[To-do list]:
(1) From the passage on data and its visual representation, extract the part from "The dynamic representation" up to and including "sort of hybrid.".
(2) Extend the passage on data and its visual representation, picking up right after its final sentence.

[Source passage]:
The analysis of the relationship between data and their visual representation has transcended its scientific origin and can be seen as a language with great potential in a context where data bases are fast becoming, as Lev Manovich has suggested, an influential cultural form. Freakonomics, the recent best-seller about the work of controversial economist Steven Leavitt, brings these strategies into everyday life, applying analyses of great masses of information to apparently trivial matters like the influence on job success of certain first names. And there are indications elsewhere: information analysis experts like Adrian Holovaty address the need to forge a new type of journalism which is based less on reporting on events than on correlating data so that instead of “uncovering covert information (as occurred in Watergate), journalists would trawl through the vast amount of public data in existence to find interesting stories there (as occurred with the Enron case)”.

The dynamic representation of information flows is taking place on other surfaces as well: on huge media facades that transform buildings into liquid architecture and in the design of spaces where lighting and data representation systems begin to fuse into a sort of hybrid.

[Data excerpts]:
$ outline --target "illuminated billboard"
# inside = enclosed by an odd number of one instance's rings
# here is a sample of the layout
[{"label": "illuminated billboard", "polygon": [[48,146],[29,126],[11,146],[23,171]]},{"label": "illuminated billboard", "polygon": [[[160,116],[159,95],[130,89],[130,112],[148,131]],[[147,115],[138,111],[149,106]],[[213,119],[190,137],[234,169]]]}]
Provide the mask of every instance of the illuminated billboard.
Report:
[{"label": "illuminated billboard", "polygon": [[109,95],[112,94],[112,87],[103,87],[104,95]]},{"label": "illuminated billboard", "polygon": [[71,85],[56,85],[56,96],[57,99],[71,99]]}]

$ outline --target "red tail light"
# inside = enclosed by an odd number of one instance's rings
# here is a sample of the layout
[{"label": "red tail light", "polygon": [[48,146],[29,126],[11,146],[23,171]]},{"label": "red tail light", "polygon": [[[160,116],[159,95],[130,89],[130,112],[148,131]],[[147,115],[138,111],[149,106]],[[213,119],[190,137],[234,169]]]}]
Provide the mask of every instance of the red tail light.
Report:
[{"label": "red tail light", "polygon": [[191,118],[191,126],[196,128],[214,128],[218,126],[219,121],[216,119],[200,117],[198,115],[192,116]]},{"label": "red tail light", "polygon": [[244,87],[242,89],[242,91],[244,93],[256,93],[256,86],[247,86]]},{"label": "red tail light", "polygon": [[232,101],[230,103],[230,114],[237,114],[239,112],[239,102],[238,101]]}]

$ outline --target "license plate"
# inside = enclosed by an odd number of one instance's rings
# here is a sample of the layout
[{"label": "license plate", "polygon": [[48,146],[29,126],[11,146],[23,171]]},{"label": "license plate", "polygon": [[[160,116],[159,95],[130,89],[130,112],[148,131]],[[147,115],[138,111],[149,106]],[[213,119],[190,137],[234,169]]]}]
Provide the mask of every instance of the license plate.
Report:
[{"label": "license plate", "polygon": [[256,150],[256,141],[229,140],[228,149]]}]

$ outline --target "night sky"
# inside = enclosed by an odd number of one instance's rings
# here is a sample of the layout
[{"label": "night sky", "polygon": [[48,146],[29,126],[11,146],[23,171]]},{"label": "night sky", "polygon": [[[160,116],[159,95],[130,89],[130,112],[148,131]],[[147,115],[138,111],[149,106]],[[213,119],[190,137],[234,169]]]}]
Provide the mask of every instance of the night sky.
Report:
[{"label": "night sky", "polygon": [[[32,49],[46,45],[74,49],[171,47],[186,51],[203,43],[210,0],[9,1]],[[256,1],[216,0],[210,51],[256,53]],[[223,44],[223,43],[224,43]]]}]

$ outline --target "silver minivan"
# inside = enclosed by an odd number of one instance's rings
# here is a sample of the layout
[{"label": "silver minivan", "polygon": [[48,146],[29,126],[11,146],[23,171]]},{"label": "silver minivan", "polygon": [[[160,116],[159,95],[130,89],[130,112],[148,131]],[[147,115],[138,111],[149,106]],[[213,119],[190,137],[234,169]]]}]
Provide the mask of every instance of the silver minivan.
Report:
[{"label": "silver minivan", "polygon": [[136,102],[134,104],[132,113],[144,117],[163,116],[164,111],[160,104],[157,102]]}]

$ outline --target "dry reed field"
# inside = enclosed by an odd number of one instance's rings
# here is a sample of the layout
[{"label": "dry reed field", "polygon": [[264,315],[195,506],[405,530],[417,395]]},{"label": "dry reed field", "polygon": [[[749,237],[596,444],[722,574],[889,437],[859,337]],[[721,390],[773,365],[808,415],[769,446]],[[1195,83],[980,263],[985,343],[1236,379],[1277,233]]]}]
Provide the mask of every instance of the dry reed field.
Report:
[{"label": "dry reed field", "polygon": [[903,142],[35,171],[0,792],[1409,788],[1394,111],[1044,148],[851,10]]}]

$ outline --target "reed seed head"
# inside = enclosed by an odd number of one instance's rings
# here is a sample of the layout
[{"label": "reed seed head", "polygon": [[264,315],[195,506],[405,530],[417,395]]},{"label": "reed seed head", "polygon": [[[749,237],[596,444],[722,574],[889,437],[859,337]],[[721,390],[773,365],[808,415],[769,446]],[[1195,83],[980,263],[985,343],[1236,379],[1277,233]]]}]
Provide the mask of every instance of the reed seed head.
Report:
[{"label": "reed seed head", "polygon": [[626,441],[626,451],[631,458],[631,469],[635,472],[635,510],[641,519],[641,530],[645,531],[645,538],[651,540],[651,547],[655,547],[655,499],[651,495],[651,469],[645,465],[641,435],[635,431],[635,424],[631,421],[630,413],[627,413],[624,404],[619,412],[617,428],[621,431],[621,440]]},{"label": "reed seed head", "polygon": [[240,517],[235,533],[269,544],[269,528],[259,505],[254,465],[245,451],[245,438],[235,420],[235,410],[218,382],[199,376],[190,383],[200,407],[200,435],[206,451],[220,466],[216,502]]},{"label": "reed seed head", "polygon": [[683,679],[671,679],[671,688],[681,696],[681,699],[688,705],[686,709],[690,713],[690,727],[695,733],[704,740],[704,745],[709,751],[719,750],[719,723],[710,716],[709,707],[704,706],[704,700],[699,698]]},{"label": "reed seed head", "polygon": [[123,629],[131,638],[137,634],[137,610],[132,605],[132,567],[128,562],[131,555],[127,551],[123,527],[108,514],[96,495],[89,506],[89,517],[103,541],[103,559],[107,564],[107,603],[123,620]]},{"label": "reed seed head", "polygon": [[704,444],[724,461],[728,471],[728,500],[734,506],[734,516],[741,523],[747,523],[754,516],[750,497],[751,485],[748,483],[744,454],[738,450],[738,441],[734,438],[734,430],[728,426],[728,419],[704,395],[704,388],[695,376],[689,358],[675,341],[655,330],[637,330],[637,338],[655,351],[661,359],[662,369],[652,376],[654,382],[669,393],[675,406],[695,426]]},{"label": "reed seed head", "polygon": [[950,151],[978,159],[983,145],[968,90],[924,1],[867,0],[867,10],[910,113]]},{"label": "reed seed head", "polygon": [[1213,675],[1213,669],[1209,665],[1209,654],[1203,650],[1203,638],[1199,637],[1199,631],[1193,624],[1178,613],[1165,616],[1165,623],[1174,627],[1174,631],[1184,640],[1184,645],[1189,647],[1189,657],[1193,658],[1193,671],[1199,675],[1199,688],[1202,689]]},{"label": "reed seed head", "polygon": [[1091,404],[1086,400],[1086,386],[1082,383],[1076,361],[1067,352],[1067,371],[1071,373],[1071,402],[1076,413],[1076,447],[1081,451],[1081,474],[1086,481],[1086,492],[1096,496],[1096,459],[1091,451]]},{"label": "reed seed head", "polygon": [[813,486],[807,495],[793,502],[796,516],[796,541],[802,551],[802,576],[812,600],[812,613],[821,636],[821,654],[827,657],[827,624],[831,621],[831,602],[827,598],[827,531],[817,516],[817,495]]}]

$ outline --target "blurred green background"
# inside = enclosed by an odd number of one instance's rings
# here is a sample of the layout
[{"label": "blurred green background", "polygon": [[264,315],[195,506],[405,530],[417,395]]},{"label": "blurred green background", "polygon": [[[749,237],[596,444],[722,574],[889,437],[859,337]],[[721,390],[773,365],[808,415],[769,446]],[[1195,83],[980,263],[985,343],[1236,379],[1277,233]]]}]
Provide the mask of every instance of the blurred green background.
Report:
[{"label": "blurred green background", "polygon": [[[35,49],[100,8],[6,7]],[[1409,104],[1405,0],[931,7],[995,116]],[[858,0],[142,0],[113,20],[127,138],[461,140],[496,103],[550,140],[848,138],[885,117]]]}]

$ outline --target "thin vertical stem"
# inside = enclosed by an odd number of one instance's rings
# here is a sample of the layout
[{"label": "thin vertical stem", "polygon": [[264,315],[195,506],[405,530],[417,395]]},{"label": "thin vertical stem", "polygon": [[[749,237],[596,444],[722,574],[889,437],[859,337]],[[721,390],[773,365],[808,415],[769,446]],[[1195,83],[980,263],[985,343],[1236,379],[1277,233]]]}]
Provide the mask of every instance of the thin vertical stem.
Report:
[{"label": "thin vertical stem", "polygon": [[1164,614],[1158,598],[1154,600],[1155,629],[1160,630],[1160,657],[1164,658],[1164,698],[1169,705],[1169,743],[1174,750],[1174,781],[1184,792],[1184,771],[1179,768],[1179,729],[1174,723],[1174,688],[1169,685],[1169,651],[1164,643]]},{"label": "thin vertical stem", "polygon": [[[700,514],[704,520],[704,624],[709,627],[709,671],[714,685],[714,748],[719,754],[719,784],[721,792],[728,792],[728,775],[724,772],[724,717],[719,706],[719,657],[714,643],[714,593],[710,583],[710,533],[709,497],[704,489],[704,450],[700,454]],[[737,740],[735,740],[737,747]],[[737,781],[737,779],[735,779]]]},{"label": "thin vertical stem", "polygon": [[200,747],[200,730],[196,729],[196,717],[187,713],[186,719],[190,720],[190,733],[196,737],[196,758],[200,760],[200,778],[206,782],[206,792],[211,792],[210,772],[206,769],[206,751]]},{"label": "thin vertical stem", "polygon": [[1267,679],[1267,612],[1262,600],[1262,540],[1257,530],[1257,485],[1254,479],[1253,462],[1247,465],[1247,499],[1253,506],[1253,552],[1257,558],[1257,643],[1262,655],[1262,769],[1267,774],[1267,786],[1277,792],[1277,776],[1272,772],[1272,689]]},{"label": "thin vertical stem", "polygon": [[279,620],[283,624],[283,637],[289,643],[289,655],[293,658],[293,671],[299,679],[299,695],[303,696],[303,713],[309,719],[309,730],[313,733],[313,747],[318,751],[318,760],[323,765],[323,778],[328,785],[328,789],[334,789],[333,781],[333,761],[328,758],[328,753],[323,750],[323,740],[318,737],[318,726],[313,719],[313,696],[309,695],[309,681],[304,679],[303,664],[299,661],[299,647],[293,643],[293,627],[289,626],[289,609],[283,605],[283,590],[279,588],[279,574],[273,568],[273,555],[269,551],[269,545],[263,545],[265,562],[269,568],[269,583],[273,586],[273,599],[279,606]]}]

[Expected results]:
(1)
The dynamic representation of information flows is taking place on other surfaces as well: on huge media facades that transform buildings into liquid architecture and in the design of spaces where lighting and data representation systems begin to fuse into a sort of hybrid.

(2)
The creation of a new kind of images that makes it possible to interpret all this complexity in an intuitive, map-like way, enabling us to extract a deep understanding out of this mass of information, is one of the greatest challenges facing contemporary creators.

The VISUALIZAR Project aims to explore the social, artistic and cultural applications of data visualization through a broad program of activities including reflection, research and the production of knowledge. The aim is to bring these interpretive keys to new fields of work where their potential uses are many (from investigative journalism to social or environmental activism) and to take an in-depth look at present day artistic production, which has taken on the role of creating this new kind of images suitable for a culture of complexity.